▶ **REQUEST**:
Extract, without any change, the part that opens with the line containing "Task: indicate the rubble" and closes with the last of the lines below, including both ends.

____

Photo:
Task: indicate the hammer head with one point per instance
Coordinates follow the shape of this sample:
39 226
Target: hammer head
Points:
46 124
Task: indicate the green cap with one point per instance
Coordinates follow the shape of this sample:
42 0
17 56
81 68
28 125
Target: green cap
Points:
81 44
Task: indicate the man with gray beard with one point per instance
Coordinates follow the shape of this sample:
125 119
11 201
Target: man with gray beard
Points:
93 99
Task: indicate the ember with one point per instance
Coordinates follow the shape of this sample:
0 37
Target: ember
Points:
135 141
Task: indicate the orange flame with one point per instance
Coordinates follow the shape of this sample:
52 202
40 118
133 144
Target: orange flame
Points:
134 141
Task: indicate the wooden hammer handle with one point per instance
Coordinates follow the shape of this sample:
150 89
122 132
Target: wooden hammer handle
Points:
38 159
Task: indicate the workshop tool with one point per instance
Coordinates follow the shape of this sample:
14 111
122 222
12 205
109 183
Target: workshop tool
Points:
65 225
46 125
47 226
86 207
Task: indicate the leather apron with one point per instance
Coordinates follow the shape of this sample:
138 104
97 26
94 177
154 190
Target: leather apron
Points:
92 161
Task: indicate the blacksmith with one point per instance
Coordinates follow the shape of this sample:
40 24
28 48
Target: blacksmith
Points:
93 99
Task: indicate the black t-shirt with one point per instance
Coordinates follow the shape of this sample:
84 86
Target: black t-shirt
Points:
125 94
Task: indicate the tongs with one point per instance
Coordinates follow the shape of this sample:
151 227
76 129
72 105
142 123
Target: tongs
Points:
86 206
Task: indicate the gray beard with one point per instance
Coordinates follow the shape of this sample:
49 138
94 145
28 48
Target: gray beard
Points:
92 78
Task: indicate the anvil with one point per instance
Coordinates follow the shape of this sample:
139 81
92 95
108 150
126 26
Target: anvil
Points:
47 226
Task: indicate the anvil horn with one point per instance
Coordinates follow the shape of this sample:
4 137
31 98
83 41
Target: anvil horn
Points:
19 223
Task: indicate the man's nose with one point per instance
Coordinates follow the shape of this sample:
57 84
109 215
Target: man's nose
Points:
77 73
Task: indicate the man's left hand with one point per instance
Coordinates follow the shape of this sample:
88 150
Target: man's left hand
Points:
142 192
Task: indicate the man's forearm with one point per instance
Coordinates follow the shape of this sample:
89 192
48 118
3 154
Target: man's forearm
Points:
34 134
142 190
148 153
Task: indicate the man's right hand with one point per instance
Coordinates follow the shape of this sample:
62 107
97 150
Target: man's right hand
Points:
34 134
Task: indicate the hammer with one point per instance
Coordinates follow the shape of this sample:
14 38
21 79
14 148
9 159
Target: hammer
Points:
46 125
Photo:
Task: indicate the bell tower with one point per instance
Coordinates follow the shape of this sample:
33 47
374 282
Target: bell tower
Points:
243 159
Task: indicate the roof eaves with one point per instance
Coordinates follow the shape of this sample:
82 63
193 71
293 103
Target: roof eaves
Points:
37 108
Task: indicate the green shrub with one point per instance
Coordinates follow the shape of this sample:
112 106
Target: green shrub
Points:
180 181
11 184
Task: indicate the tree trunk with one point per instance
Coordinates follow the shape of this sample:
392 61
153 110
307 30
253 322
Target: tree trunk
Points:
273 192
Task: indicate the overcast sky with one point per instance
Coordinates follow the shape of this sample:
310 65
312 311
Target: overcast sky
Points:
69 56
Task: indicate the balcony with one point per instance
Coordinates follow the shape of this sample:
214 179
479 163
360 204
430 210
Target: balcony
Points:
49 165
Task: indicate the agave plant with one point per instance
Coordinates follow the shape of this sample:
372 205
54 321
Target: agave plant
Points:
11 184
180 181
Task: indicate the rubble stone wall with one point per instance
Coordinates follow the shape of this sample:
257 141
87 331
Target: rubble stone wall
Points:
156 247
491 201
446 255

____

▶ **RESULT OF THE EXERCISE**:
Task: indicate the rubble stone wall with one point per instance
Coordinates follow the shape of this sample:
257 141
87 331
Target: rubble stone wall
Points:
156 247
491 201
446 255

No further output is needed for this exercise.